(Text block begins)

The issue which is driving all of this is the carbon tax:

“The carbon tax being the ultimate issue, where this is kind of a policy that’s almost universally supported by academics, economists, pundits … the Conservatives are betting that there’s more of a common-sense crowd who still have to gas up their car, who will be open to a message that this is elitism ignoring your concerns,” MacDougall said.
Former Conservative strategist Jason Lietaer also referenced the carbon tax debate, saying it’s a sore point for Conservatives that most of the reporting on the issue puts the Liberals’ plan in a positive light.

But the Conservatives have no plan. Given that fact, their strategy is simply the best defence is a strong offence. It's yet another sign that the Conservative Party of Canada is intellectually and morally bankrupt.


6 comments:

John B. said...

(Text block ends)
(Provided material begins)

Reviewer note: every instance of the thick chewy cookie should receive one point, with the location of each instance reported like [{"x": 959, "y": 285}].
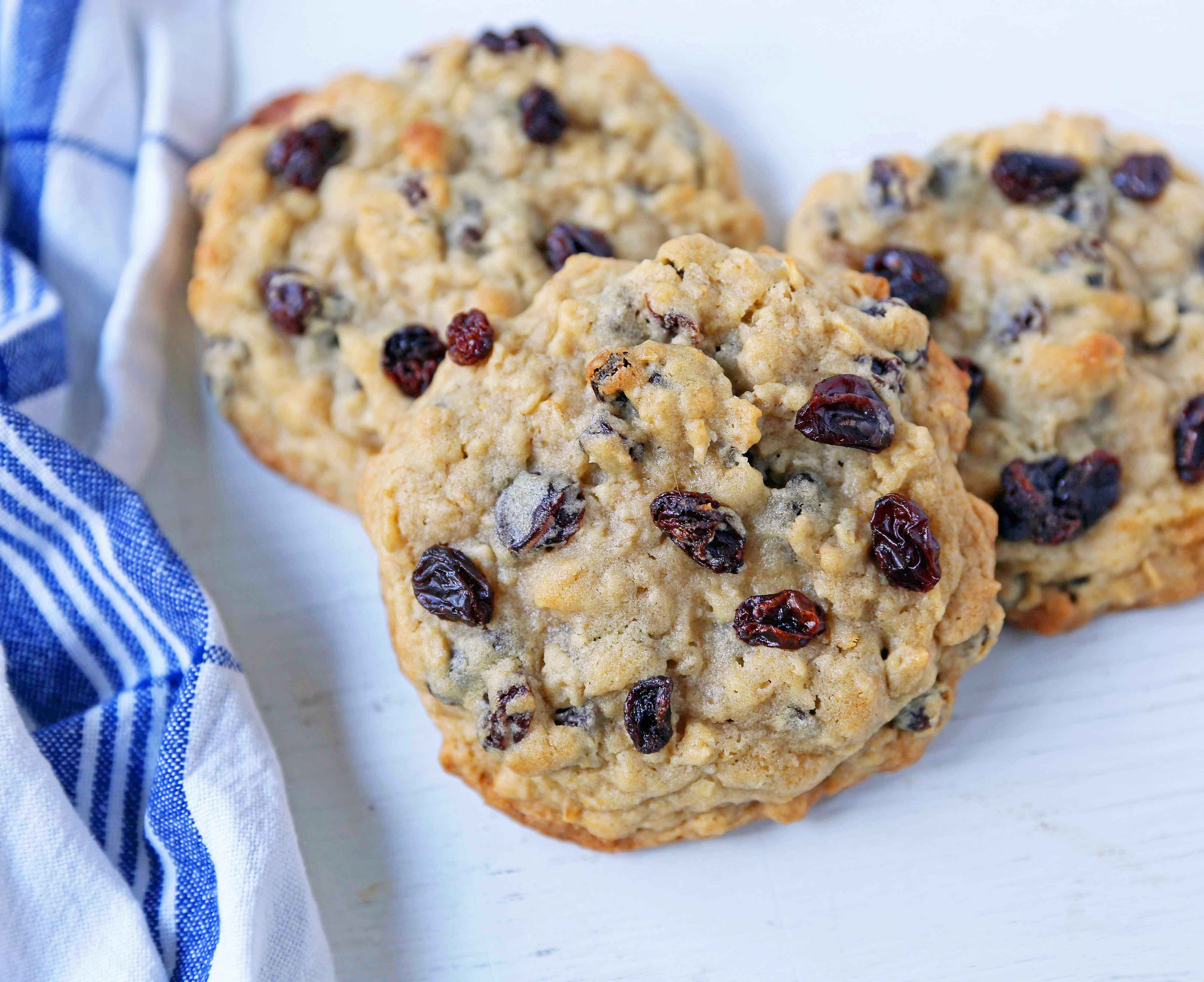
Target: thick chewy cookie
[
  {"x": 1062, "y": 264},
  {"x": 689, "y": 549},
  {"x": 346, "y": 228}
]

(Provided material ends)

* _What you will do_
In the carbon tax text, rewrite the part that opens with the words "The issue which" and closes with "John B. said...", changing "strategy" to "approach".

* _Result for this exercise_
The issue which is driving all of this is the carbon tax:

“The carbon tax being the ultimate issue, where this is kind of a policy that’s almost universally supported by academics, economists, pundits … the Conservatives are betting that there’s more of a common-sense crowd who still have to gas up their car, who will be open to a message that this is elitism ignoring your concerns,” MacDougall said.
Former Conservative strategist Jason Lietaer also referenced the carbon tax debate, saying it’s a sore point for Conservatives that most of the reporting on the issue puts the Liberals’ plan in a positive light.

But the Conservatives have no plan. Given that fact, their approach is simply the best defence is a strong offence. It's yet another sign that the Conservative Party of Canada is intellectually and morally bankrupt.


6 comments:

John B. said...